REQUIREMENT:
Every record, from first to last, should be retyped word for word.

Entries taken from a collection:
▼
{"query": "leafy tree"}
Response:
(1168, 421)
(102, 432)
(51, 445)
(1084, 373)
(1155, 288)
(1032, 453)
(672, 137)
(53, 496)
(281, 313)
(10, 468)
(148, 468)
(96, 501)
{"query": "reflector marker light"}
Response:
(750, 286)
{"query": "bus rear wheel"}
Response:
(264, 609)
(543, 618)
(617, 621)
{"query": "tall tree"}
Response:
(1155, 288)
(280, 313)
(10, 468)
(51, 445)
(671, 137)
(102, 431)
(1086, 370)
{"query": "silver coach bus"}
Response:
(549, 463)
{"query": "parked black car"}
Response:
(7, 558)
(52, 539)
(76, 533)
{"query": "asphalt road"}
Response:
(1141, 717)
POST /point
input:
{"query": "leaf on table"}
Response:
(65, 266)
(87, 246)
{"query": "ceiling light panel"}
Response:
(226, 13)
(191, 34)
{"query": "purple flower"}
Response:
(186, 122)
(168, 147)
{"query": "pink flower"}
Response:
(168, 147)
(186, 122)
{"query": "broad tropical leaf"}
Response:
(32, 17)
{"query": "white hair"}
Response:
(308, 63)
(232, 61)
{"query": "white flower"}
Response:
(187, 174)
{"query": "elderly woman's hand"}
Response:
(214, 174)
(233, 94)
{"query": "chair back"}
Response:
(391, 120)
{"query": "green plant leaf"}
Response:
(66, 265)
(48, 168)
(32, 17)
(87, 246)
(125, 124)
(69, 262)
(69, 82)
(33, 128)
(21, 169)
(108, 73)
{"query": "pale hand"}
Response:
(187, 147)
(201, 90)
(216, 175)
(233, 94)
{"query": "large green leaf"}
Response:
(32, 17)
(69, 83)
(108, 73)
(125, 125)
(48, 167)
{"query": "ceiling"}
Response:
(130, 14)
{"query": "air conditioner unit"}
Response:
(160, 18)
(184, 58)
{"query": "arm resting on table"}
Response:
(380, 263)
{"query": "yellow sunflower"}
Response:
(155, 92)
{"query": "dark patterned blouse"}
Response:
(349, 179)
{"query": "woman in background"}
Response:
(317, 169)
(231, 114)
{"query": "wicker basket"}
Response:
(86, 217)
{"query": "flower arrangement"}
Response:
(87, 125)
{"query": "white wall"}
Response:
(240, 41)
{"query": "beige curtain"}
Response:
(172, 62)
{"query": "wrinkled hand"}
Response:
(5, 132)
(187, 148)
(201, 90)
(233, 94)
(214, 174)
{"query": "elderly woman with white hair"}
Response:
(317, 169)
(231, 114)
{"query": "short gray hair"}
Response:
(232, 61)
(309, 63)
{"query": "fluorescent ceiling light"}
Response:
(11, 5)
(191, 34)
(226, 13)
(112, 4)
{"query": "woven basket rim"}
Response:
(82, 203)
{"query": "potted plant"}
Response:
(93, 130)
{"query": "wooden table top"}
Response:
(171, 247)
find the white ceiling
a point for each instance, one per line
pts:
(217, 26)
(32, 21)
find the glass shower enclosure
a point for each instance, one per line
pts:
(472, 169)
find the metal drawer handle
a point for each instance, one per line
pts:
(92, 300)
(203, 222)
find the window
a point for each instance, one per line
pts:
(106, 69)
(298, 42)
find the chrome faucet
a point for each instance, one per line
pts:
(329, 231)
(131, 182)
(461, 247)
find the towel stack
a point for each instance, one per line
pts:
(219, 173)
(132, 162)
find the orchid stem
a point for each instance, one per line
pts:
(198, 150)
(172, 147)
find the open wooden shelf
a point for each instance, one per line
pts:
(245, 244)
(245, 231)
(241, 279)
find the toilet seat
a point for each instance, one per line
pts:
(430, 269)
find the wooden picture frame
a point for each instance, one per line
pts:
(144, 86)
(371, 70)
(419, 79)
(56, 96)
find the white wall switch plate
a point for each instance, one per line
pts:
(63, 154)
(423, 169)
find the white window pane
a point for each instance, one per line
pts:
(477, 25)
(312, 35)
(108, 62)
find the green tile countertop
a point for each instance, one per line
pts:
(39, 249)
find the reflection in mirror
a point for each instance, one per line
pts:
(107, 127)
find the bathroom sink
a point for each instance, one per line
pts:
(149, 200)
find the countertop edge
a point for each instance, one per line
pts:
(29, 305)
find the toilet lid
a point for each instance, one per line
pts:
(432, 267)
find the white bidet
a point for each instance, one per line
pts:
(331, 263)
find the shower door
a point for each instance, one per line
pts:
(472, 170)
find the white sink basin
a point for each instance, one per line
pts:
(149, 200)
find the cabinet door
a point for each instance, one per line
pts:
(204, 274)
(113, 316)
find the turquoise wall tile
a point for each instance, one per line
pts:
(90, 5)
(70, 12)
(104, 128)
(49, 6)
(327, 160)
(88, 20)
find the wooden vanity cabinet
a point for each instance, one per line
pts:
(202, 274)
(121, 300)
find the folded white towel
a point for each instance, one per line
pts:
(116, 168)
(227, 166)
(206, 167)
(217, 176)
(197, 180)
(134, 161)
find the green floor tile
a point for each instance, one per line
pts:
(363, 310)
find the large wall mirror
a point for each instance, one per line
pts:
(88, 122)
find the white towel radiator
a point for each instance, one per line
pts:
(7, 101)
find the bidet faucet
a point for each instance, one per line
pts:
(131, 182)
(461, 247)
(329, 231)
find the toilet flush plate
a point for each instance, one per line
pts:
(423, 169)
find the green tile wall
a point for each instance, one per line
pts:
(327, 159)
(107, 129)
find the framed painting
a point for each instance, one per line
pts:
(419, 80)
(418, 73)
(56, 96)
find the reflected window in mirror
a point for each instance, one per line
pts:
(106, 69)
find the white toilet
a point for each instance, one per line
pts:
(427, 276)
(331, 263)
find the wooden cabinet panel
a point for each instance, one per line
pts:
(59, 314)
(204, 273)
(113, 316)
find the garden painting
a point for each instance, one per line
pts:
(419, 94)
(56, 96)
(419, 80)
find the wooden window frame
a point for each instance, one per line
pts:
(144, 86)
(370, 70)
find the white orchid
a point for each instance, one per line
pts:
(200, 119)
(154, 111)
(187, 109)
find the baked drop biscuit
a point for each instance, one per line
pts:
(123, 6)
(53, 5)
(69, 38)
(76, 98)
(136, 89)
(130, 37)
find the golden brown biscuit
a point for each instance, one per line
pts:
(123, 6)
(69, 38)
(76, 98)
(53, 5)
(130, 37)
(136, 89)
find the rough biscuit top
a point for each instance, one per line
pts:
▲
TASK RESULT:
{"query": "leafy tree"}
Response:
(1168, 421)
(102, 432)
(51, 445)
(1084, 373)
(1155, 288)
(1032, 453)
(672, 137)
(53, 496)
(281, 313)
(10, 468)
(148, 468)
(96, 501)
{"query": "reflector marker light"}
Response:
(750, 286)
{"query": "bus rear wheel"}
Response:
(264, 609)
(543, 618)
(617, 621)
{"query": "tall tree"}
Response:
(1155, 288)
(280, 313)
(10, 468)
(51, 445)
(671, 137)
(102, 431)
(1086, 370)
{"query": "silver coach bus"}
Response:
(549, 463)
{"query": "parked black car"}
Response:
(7, 558)
(52, 539)
(76, 533)
{"query": "asphalt road"}
Response:
(1141, 717)
POST /point
input:
{"query": "leaf on table"}
Response:
(65, 266)
(87, 246)
{"query": "ceiling light panel"}
Response:
(226, 13)
(191, 34)
{"query": "purple flower"}
Response:
(186, 122)
(168, 147)
{"query": "pink flower"}
Response:
(168, 147)
(186, 122)
{"query": "broad tropical leaf"}
Response:
(32, 17)
{"query": "white hair"}
Response:
(308, 63)
(232, 61)
{"query": "white flower"}
Response:
(187, 174)
{"query": "elderly woman's hand"}
Response:
(214, 174)
(233, 94)
{"query": "chair back"}
Response:
(391, 120)
{"query": "green plant leaf"}
Response:
(66, 265)
(48, 168)
(32, 17)
(87, 246)
(125, 124)
(69, 262)
(69, 82)
(33, 128)
(21, 169)
(108, 73)
{"query": "pale hand"}
Response:
(187, 147)
(201, 90)
(216, 175)
(233, 94)
{"query": "large green leaf"}
Response:
(32, 17)
(69, 83)
(108, 73)
(125, 125)
(48, 167)
{"query": "ceiling"}
Response:
(130, 14)
{"query": "air conditioner unit"}
Response:
(160, 18)
(184, 58)
{"query": "arm resting on table"}
Response:
(380, 263)
{"query": "yellow sunflower"}
Response:
(155, 92)
{"query": "dark patterned blouse"}
Response:
(349, 179)
{"query": "woman in background"}
Response:
(317, 169)
(231, 114)
{"query": "wicker basket"}
Response:
(86, 217)
{"query": "flower arrangement"}
Response:
(87, 125)
{"query": "white wall"}
Response:
(240, 41)
{"query": "beige curtain"}
Response:
(172, 62)
{"query": "wrinkled hand"}
Response:
(5, 132)
(187, 148)
(201, 90)
(233, 94)
(214, 174)
{"query": "elderly woman with white hair"}
Response:
(317, 169)
(231, 114)
{"query": "short gray hair"}
Response:
(232, 61)
(309, 63)
{"query": "fluorescent ceiling light"}
Response:
(11, 5)
(191, 34)
(226, 13)
(112, 4)
{"query": "woven basket rim"}
Response:
(82, 203)
{"query": "potted plant"}
Response:
(93, 130)
{"query": "wooden table top"}
Response:
(171, 247)
find the white ceiling
a point for each instance, one per line
pts:
(217, 26)
(32, 21)
find the glass shower enclosure
a point for each instance, one per line
pts:
(472, 169)
find the metal drawer handle
a point for each instance, one per line
pts:
(92, 300)
(203, 222)
find the window
a point for each instance, one per line
pts:
(106, 69)
(298, 42)
find the chrome faucet
a point for each instance, one per line
pts:
(329, 231)
(131, 182)
(461, 247)
find the towel stack
a point for each instance, one per line
pts:
(219, 173)
(132, 162)
find the orchid stem
a point for each instance, one per line
pts:
(198, 150)
(172, 147)
find the open wooden shelf
a point for each instance, one per line
pts:
(245, 244)
(245, 231)
(241, 279)
find the toilet seat
a point for each instance, one per line
pts:
(430, 269)
find the wooden picture frame
a point for each instance, one per line
pts:
(144, 86)
(371, 70)
(419, 79)
(56, 96)
find the white wall switch plate
a point for each instance, one per line
pts:
(63, 154)
(423, 169)
find the white window pane
a point for each instance, one per line
pts:
(477, 25)
(312, 35)
(108, 62)
find the green tile countertop
a point for each instance, one per line
pts:
(39, 249)
find the reflection in mirror
a point for each instance, one per line
pts:
(107, 127)
find the bathroom sink
a point for each instance, one per line
pts:
(149, 200)
find the countertop edge
a point for each instance, one per line
pts:
(29, 305)
find the toilet lid
a point for each instance, one per line
pts:
(432, 267)
find the white bidet
a point for each instance, one per line
pts:
(331, 263)
find the shower door
a point for each instance, one per line
pts:
(472, 170)
find the white sink basin
a point for each instance, one per line
pts:
(149, 200)
find the cabinet door
a point for each instance, one per line
pts:
(204, 274)
(113, 316)
find the turquoise wall tile
a point for each instance, one per line
pts:
(90, 5)
(70, 12)
(104, 128)
(49, 6)
(327, 160)
(88, 20)
find the wooden vanity cabinet
a point for each instance, one per line
pts:
(202, 274)
(121, 300)
find the folded white towel
a point for each instance, one per line
pts:
(116, 168)
(227, 166)
(206, 167)
(217, 176)
(197, 180)
(134, 161)
find the green floor tile
a point for each instance, one per line
pts:
(363, 310)
find the large wall mirror
a point for each instance, one per line
pts:
(88, 122)
find the white towel radiator
a point for each instance, one per line
pts:
(7, 101)
find the bidet faucet
a point for each instance, one per line
pts:
(131, 182)
(461, 247)
(329, 231)
find the toilet flush plate
a point for each instance, one per line
pts:
(423, 169)
find the green tile wall
a point for each instance, one per line
pts:
(327, 159)
(107, 129)
find the framed painting
a point for each instance, one per line
pts:
(419, 80)
(418, 73)
(56, 96)
find the reflected window in mirror
a point for each instance, one per line
pts:
(106, 69)
find the white toilet
a point for each instance, one per line
pts:
(427, 276)
(331, 263)
find the wooden cabinet panel
a point for each instance, one per line
pts:
(59, 314)
(204, 273)
(113, 316)
find the garden painting
a point for each instance, one per line
pts:
(419, 94)
(56, 96)
(419, 80)
find the wooden window frame
a point for each instance, one per line
pts:
(144, 86)
(370, 70)
find the white orchid
a point for each instance, one per line
pts:
(200, 119)
(154, 111)
(187, 109)
find the baked drop biscuit
a point for each instance, one per line
pts:
(123, 6)
(53, 5)
(69, 38)
(76, 98)
(136, 89)
(130, 37)
find the golden brown biscuit
a point for each instance, one per line
pts:
(123, 6)
(69, 38)
(76, 98)
(53, 5)
(130, 37)
(136, 89)
find the rough biscuit top
a point for each instance, one per line
pts:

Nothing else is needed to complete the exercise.